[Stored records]
-=-=-=-=-

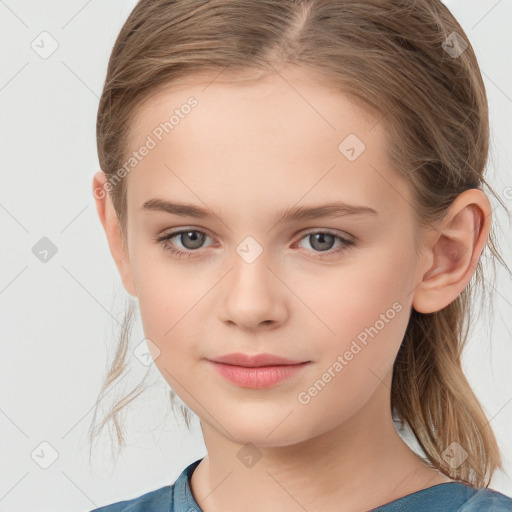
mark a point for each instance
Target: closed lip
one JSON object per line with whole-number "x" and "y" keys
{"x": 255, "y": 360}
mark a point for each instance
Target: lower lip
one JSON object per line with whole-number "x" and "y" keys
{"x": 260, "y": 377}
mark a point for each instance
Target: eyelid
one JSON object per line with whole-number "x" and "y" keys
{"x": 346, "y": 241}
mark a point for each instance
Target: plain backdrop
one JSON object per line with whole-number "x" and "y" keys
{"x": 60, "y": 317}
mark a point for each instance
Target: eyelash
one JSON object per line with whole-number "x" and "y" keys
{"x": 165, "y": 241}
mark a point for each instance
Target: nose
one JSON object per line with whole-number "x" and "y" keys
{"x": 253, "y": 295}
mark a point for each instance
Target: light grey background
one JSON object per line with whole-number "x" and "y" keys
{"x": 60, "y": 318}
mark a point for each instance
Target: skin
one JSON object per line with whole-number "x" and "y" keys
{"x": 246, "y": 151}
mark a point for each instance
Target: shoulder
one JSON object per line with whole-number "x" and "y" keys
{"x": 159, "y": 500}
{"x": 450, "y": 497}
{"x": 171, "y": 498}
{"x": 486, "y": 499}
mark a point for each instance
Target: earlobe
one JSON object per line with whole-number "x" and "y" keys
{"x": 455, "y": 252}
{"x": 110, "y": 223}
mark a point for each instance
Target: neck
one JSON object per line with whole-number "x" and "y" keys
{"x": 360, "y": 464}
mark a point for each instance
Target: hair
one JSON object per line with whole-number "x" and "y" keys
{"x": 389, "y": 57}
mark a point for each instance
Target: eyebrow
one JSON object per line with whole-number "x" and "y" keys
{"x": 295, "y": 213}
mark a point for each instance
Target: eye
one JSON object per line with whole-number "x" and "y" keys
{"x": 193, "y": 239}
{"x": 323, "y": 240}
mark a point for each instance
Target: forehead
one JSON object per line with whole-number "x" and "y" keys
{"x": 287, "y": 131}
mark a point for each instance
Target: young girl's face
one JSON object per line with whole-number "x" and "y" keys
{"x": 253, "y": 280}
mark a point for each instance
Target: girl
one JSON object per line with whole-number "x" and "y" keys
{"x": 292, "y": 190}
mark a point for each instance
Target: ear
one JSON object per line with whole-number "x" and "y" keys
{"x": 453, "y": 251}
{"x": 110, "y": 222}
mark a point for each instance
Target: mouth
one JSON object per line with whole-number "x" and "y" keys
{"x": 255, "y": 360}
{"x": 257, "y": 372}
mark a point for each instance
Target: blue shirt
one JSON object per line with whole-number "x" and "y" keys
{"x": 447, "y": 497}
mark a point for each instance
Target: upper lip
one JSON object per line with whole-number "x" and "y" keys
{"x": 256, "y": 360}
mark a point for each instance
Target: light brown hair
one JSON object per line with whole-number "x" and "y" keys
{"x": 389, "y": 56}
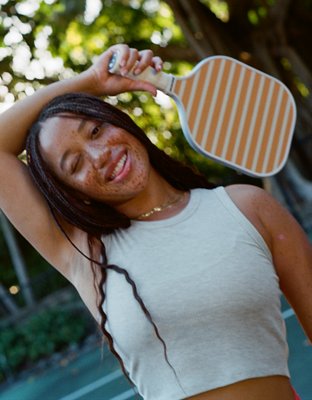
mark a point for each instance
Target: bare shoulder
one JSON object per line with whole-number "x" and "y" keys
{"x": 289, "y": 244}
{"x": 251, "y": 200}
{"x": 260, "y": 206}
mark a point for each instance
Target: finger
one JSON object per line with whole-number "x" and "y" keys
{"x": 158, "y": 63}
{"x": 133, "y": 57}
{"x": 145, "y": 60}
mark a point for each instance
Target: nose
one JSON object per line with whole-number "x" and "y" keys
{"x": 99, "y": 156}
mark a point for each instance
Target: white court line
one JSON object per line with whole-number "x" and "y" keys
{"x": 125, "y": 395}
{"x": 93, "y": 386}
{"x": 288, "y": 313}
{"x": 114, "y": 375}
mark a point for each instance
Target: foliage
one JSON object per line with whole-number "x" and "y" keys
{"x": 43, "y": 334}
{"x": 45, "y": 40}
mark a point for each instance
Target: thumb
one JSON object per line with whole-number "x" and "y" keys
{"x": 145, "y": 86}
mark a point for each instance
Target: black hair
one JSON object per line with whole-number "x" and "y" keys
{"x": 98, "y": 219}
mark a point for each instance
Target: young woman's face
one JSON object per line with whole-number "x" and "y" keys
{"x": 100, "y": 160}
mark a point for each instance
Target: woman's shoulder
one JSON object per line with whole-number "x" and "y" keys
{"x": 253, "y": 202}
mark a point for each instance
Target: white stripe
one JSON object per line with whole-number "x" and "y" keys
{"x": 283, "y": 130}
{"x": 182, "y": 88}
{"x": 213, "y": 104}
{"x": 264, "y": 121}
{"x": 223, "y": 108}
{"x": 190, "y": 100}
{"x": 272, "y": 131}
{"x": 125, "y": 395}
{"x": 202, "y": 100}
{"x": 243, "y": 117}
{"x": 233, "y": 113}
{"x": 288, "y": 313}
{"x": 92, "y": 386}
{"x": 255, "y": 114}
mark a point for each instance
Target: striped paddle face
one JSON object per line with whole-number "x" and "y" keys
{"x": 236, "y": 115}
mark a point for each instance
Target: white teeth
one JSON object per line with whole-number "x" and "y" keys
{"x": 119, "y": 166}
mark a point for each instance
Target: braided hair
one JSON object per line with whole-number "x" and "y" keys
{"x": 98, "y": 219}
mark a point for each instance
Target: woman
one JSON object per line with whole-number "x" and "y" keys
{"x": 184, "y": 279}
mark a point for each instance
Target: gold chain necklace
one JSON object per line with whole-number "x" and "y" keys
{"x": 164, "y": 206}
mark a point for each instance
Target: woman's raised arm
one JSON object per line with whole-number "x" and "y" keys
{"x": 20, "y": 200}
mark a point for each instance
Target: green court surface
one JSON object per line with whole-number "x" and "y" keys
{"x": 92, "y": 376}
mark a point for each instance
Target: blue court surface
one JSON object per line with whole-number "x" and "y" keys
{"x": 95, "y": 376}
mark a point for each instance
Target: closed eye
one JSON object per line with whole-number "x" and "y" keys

-=-=-=-=-

Your task is an exact transcription of all the data, minus the pictures.

[Written answer]
mark a point for each instance
Target: closed lip
one JSON object per line with whole-number "x" and "y" keys
{"x": 255, "y": 360}
mark a point for each instance
Target: lower lip
one JSON object per line with whole-number "x" and "y" keys
{"x": 260, "y": 377}
mark a point for each instance
Target: eyelid
one JSON object per line with whole-number "x" and "y" keys
{"x": 346, "y": 241}
mark a point for each instance
Target: plain backdrop
one JSON object per line with whole-number "x" and "y" keys
{"x": 60, "y": 317}
mark a point for each instance
Target: eyelash
one JSON object per line with whole-number "x" and "y" keys
{"x": 165, "y": 241}
mark a point for each instance
Target: nose
one JSON object per line with whole-number "x" and "y" keys
{"x": 253, "y": 295}
mark a point for each instance
Target: light grey background
one JSON object per line with whole-number "x" and "y" keys
{"x": 60, "y": 318}
mark a point for each instance
Target: skin
one JSON object per line with whole-number "x" and "y" keys
{"x": 246, "y": 151}
mark a point for each instance
Target: shoulder
one JSON object per line with whole-number "x" and "y" keys
{"x": 159, "y": 500}
{"x": 450, "y": 497}
{"x": 171, "y": 498}
{"x": 486, "y": 499}
mark a point for each instance
Target: earlobe
one JSON object per line with whole-number "x" and "y" keys
{"x": 455, "y": 252}
{"x": 110, "y": 223}
mark a point for each instance
Target: neck
one JSON object per line with whole-number "x" and "y" keys
{"x": 360, "y": 464}
mark a point for each instance
Target: hair
one JSON object per line with whole-number "x" and "y" keys
{"x": 389, "y": 57}
mark a point for each instance
Target: eyebrow
one JSON object per line with whole-number "x" and "y" keys
{"x": 295, "y": 213}
mark a point for each instance
Target: eye
one JSON object per line with whole-number "x" and "y" keys
{"x": 193, "y": 239}
{"x": 323, "y": 240}
mark a point for each instance
Target: forehead
one JSON object per line with whole-number "x" and "y" keys
{"x": 287, "y": 131}
mark a point for each instance
Target: young girl's face
one JSON object per line with whole-number "x" and "y" keys
{"x": 253, "y": 280}
mark a point for each instance
Target: girl
one JSON object per line with whole-number "x" and "y" keys
{"x": 292, "y": 190}
mark a point for each instance
Target: ear
one JSON object per line with whole-number "x" and "y" keys
{"x": 453, "y": 251}
{"x": 110, "y": 222}
mark a point for each instance
Target: mouth
one JSON object per line with whole-number "x" and "y" keys
{"x": 255, "y": 360}
{"x": 257, "y": 372}
mark a point for each instance
Target: blue shirt
one JSON object per line with whole-number "x" and "y" keys
{"x": 447, "y": 497}
mark a point for each instance
Target: upper lip
one JSON object per line with whole-number "x" and "y" keys
{"x": 256, "y": 360}
mark a point for each instance
Target: light brown hair
one JSON object per line with whole-number "x" and "y" keys
{"x": 389, "y": 56}
mark a point for each instance
Target: bare shoulder
one JSON object per line with whole-number "x" and "y" keys
{"x": 289, "y": 244}
{"x": 251, "y": 200}
{"x": 260, "y": 206}
mark a point for each instance
Target: finger
one JSON object per line with whole-number "x" and "y" keys
{"x": 158, "y": 63}
{"x": 133, "y": 57}
{"x": 145, "y": 60}
mark a point for each instance
Target: nose
one JSON object per line with whole-number "x" and "y" keys
{"x": 99, "y": 156}
mark a point for each instance
Target: white court line
one JSON object per line with whole-number "x" and "y" keys
{"x": 125, "y": 395}
{"x": 93, "y": 386}
{"x": 288, "y": 313}
{"x": 114, "y": 375}
mark a point for each instance
Target: foliage
one JSON object per line with whole-number "x" and "y" keys
{"x": 43, "y": 334}
{"x": 45, "y": 40}
mark a point for each instance
Target: thumb
one JSON object per line with whole-number "x" and "y" keys
{"x": 145, "y": 86}
mark a point for each instance
Target: black hair
one JSON object per line with whole-number "x" and "y" keys
{"x": 98, "y": 219}
mark a point for each instance
Target: young woman's face
one JSON object per line with whole-number "x" and "y" keys
{"x": 100, "y": 160}
mark a point for each instance
Target: woman's shoulder
one JSON object per line with whole-number "x" and "y" keys
{"x": 253, "y": 202}
mark a point for each instance
Target: white stripe
one JSON object per line with whole-number "x" and "y" keys
{"x": 283, "y": 130}
{"x": 182, "y": 88}
{"x": 213, "y": 104}
{"x": 264, "y": 121}
{"x": 223, "y": 108}
{"x": 190, "y": 100}
{"x": 272, "y": 131}
{"x": 125, "y": 395}
{"x": 202, "y": 100}
{"x": 243, "y": 117}
{"x": 233, "y": 113}
{"x": 288, "y": 313}
{"x": 92, "y": 386}
{"x": 255, "y": 114}
mark a point for each instance
Target: striped paddle face
one JSON object per line with whole-number "x" and "y" keys
{"x": 236, "y": 115}
mark a point for each instance
Target: white teeth
one JSON object per line with whole-number "x" and "y" keys
{"x": 119, "y": 166}
mark a point for each instance
Target: braided hair
one JSON object per line with whole-number "x" and "y" keys
{"x": 98, "y": 219}
mark a point for each instance
Target: woman
one JSON object per line with whole-number "x" and "y" keys
{"x": 184, "y": 279}
mark a point for each instance
Target: gold chain necklace
one JSON object per line with whole-number "x" and "y" keys
{"x": 164, "y": 206}
mark a point for each instance
Target: woman's raised arm
one JSON object per line with whole-number "x" and "y" keys
{"x": 20, "y": 200}
mark a point for each instance
Target: green court surface
one JSON object per line with whole-number "x" and "y" keys
{"x": 92, "y": 376}
mark a point for each instance
Target: blue court surface
one JSON object per line with whole-number "x" and "y" keys
{"x": 95, "y": 376}
mark a point for each instance
Target: closed eye
one JSON object per line with whole-number "x" and "y" keys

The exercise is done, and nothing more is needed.